Listing of object locations:

--

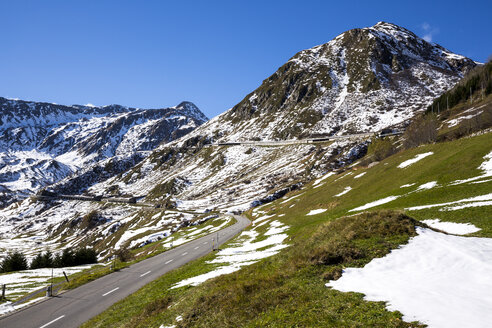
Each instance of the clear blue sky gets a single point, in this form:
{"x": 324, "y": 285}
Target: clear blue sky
{"x": 152, "y": 54}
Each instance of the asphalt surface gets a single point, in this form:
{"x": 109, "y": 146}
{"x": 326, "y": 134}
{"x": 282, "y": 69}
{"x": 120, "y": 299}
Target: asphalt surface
{"x": 74, "y": 307}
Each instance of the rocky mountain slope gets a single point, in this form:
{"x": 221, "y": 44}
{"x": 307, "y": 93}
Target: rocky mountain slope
{"x": 43, "y": 143}
{"x": 363, "y": 80}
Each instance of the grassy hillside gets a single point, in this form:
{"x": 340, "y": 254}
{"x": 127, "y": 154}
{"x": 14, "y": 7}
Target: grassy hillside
{"x": 288, "y": 289}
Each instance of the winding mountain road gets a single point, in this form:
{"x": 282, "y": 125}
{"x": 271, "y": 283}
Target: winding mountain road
{"x": 74, "y": 307}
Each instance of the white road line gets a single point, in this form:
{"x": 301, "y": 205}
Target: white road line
{"x": 49, "y": 323}
{"x": 111, "y": 291}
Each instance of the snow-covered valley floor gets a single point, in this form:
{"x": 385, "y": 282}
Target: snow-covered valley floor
{"x": 438, "y": 279}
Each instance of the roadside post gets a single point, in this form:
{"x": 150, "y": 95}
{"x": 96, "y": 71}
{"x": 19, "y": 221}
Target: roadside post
{"x": 66, "y": 278}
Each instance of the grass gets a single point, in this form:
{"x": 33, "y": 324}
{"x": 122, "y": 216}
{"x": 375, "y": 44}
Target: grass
{"x": 281, "y": 291}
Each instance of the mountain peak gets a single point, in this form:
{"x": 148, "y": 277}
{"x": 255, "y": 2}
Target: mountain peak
{"x": 192, "y": 110}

--

_WHAT YOU ARE ASKED TO DO_
Copy the listing again from the line containing "Each instance of the mountain" through the end of the listing, inclusive, keeping the requests. Multiply only the coordinates in the answers by 0.2 and round them to whole numbers, with halves rounded up.

_EXPECTED ANSWER_
Each instance of the mountain peak gets a single point, in this form:
{"x": 148, "y": 277}
{"x": 255, "y": 2}
Target: mountain peak
{"x": 38, "y": 22}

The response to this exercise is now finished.